[PAGE EXCERPT]
An Analysis of the Top 1000 Go Repositories
Jan 2, 2016 · 9 minute read · CommentsGoGit
This analysis was done from copies cloned on January 2, 2016 early morning Pacific Time.
Code organization
Most code is a library, so the code is organized as either .go files under the main repo, or as .go
files under sub-directories. Many people also organize their code under a sub-directory, like
/src
, /lib/
, /go/
, or /pkg/
. I can’t manually inspect all of the repositories, but those
I did check are apps written in go rather than libraries. Using go get
would fail on them because
of the directory structure.
At least one of the repositories seems to use the developer’s $GOPATH
as the repository root,
which would certainly make developing it alongside anything else impractical.
oniony/TMSU:src/github.com/oniony/TMSU/cli/mount.go
Tumblr also seems to use the same model, but they have their own mini-monolithic repository with a
ton of packages under the /src
directory
tumblr/gocircuit:src/tumblr/redis/redis.go
tumblr/gocircuit:src/circuit/kit/debug/ctrlc/init.go
Vendoring
It’s done nearly as many ways as there are repositories. In order to pick out the source files for each project, I scrolled through all 50-thousand-odd files in an intermediate list to see if there were any vendored packages. I wanted to exclude them generally for analysis, but it’s quite difficult because of the variety of ways vendoring is done.
Some people store external dependencies in special folders, with names like:
- Godeps
- vendor
- _vendor
- third_party
- _third_party
- 3rdparty
- external
Or alongside their own code (e.g.):
yinqiwen/gsnova:src/code.google.com/p/go.crypto/ssh/terminal/util.go
cloudfoundry-incubator/lattice-release:src/github.com/docker/docker/pkg/archive/changes_linux.go
tardisgo/tardisgo:goroot/haxe/go1.4/src/runtime_replaced/iface.go
vole/vole:src/code.google.com/p/go.net/ipv4/header.go
getlantern/lantern:src/golang.org/x/tools/go/ssa/interp/reflect.go
mindreframer/golang-stuff:github.com/moovweb/gokogiri/html/document.go
mindreframer/golang-devops-stuff:src/github.com/dotcloud/docker/daemon/graphdriver/btrfs/btrfs.go
hyperhq/hyper:lib/docker/pkg/system/utimes_freebsd.go
Open Source Books and Websites
Many books and websites exist as public repositories on Github:
- adonovan/gopl.io
- Unknwon/the-way-to-go_ZH_CN (A few from Unknwon, actually)

[MATERIAL]
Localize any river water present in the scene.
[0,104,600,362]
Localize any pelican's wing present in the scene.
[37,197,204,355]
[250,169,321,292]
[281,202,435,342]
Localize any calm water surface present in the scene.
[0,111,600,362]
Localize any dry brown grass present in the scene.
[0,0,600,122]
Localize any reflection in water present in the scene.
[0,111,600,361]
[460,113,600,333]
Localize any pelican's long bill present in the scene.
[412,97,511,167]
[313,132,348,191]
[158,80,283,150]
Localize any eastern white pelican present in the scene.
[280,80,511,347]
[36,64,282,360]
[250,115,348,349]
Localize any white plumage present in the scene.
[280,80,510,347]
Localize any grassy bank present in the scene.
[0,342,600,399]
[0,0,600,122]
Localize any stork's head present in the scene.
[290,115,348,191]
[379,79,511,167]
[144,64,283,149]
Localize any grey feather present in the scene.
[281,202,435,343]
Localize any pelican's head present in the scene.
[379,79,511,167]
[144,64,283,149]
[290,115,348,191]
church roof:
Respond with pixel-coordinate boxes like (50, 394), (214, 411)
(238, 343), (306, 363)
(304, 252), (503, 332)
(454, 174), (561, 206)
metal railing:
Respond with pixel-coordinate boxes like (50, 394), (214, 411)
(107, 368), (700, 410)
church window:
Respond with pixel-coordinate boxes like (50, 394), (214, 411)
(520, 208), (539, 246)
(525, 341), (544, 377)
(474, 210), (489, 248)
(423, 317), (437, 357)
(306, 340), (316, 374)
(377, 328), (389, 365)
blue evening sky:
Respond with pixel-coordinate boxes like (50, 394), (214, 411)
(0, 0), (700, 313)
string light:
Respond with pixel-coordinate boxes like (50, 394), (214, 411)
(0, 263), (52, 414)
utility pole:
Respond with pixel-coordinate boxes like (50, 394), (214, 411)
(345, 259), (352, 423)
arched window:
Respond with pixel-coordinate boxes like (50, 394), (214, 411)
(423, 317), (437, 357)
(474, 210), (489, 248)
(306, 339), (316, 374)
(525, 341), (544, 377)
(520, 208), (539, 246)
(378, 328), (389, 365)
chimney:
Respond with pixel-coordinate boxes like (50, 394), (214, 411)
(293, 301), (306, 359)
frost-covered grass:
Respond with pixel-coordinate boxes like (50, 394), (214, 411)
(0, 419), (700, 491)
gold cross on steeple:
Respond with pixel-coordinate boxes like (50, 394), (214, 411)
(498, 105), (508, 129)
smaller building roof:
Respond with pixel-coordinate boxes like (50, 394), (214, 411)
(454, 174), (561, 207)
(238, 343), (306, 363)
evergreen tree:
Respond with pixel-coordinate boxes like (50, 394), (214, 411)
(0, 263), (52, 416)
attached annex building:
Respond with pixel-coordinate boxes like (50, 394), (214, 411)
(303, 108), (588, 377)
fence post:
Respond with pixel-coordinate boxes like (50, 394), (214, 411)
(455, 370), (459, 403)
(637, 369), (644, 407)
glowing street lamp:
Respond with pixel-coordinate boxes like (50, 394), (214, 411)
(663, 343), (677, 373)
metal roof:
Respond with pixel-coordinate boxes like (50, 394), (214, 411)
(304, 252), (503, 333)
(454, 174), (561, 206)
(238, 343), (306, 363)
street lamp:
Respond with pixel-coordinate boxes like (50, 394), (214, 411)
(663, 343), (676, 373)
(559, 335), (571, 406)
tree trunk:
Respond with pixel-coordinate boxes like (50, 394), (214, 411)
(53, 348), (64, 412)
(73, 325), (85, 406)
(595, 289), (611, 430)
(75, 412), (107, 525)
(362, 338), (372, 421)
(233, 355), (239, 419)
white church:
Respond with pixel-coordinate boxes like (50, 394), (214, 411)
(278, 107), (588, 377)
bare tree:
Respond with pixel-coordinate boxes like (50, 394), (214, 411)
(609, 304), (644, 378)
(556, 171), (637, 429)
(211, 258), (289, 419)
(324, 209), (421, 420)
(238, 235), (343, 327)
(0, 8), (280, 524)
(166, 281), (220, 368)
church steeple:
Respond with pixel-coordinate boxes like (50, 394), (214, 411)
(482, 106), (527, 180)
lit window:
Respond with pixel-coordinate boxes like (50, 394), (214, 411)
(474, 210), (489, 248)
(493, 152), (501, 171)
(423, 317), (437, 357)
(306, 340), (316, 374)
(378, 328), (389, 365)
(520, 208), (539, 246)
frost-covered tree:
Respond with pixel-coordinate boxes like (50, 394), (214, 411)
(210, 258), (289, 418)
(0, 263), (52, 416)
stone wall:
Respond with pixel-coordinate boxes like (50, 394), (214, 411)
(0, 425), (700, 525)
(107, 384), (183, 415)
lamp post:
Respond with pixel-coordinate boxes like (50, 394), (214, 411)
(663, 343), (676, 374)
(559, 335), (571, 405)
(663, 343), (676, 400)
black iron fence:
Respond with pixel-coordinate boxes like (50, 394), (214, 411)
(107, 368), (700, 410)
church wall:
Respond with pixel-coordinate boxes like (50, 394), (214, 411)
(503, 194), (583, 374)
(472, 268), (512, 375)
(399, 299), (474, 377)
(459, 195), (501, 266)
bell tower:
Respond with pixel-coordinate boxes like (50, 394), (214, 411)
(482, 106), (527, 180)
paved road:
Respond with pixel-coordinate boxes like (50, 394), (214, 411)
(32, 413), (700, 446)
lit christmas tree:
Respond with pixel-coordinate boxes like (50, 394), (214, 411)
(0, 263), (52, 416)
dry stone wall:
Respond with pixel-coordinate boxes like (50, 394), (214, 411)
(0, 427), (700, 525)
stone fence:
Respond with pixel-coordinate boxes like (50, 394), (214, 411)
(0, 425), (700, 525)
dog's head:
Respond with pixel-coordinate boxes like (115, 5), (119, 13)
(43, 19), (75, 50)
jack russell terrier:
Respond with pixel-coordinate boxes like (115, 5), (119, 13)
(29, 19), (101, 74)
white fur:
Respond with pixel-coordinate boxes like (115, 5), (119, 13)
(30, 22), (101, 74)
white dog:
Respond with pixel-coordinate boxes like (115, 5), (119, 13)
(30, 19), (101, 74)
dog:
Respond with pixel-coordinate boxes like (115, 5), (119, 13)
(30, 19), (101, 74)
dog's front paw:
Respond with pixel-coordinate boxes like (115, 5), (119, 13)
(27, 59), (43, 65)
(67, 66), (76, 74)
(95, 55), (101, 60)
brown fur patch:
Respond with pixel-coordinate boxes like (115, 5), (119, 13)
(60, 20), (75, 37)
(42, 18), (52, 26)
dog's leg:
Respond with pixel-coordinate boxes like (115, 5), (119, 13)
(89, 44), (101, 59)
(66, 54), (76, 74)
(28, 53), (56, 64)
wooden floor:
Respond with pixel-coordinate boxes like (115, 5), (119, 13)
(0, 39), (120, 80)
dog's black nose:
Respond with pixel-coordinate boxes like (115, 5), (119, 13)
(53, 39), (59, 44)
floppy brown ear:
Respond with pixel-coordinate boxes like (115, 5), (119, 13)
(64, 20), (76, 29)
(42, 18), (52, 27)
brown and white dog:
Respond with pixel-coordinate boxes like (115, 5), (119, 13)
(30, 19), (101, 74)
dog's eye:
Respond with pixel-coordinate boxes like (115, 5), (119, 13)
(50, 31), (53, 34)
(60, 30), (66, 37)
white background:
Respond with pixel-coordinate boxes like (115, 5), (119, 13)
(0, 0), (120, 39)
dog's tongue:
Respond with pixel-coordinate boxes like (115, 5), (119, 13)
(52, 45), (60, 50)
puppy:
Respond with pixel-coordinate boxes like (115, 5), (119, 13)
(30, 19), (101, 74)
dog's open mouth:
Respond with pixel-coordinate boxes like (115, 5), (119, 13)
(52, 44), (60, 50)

[TASKS TO PERFORM]
a. In the analysis of the top 1000 Go repositories, when were the repository copies cloned?
b. Resume the analysis of the top 1000 Go repositories, picking up after its final line.

[TASK ANSWERS]
a. Early in the morning Pacific Time on January 2, 2016.

b.
- studygolang/studygolang
I’m a big fan of this approach, mostly because the community can send pull requests and fix things that need a bit more clarification, or edit the work so it stays a living document of the subject matter. I also keep my blog as a public repository because I don’t think it makes sense to hide something that’s already public.
Age
The pace has been picking up over time for creation of great Go projects:
Of the top 1000, 815 were updated in the last 7 days (with some possible play because I can’t download all repos at exactly the same time).
Overall, the speed of the popular repositories is higher than that of the community at large, which could possibly be explained by the size of the developer pool. I would hazard a guess that the popular repositories have a snowball effect, where more developers join over time and thus the velocity increases. I have the git histories, but haven’t done this analysis.
Repositories per Organization / User
I counted the number of top 1000 repositories each organization (or user) had on GitHub, with some interesting, but obvious results. Many are concentrated under just a few umbrellas, with a long tail of people with a single repo in the top crowd. The pattern, interestingly enough, follows a pretty clear exponential curve.
Unsafe, Reflect, and CGo
In Go, the “power tools” are the unsafe and reflect packages and CGo, which provides integration with C.
From this output, you can see that out of roughly 50 thousand files, very few use any of the three:
scott@devbox:/tmp/ghgo$ wc -l *_by_*
7 cgo_by_org
7 cgo_by_repo
323 reflect_by_org
413 reflect_by_repo
165 unsafe_by_org
195 unsafe_by_repo
1110 total
Unsafe
Unsafe is used to get around the type system in Go. It is useful when dealign with CGo to deal with raw pointers, but otherwise is typically not used. Interestingly, usage of unsafe is far higher than the usage of CGo.
Top org usage of unsafe:
- 360: golang
- 178: tardisgo
- 156: getlantern
- 87: mindreframer
- 66: andlabs
- 36: google
- 35: qur
- 35: lxn
- 34: docker
- 29: libgit2
Top repo usage of unsafe:
- 300: golang/go
- 178: tardisgo/tardisgo
- 156: getlantern/lantern
- 66: andlabs/ui
- 44: mindreframer/golang-devops-stuff
- 43: mindreframer/golang-stuff
- 35: qur/gopy
- 35: lxn/walk
- 29: libgit2/git2go
- 29: go-qml/qml
Reflect
Reflect is typically used for JSON unmarshalling or sometimes for testing. I haven’t vetted the usage in each of the packages that contain imports, so I don’t know each stated purpose. It is used quite heavily.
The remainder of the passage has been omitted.